[START OF Data for this task]
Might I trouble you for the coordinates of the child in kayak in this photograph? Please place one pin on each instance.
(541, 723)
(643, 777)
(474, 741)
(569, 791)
[END OF Data for this task]
Work to complete: Could you repeat the data, substituting "canoe" for every "kayak" and leaving everything else unchanged?

Expected answer:
Might I trouble you for the coordinates of the child in canoe in this photograph? Please place one pin on each instance.
(541, 723)
(643, 777)
(474, 741)
(569, 791)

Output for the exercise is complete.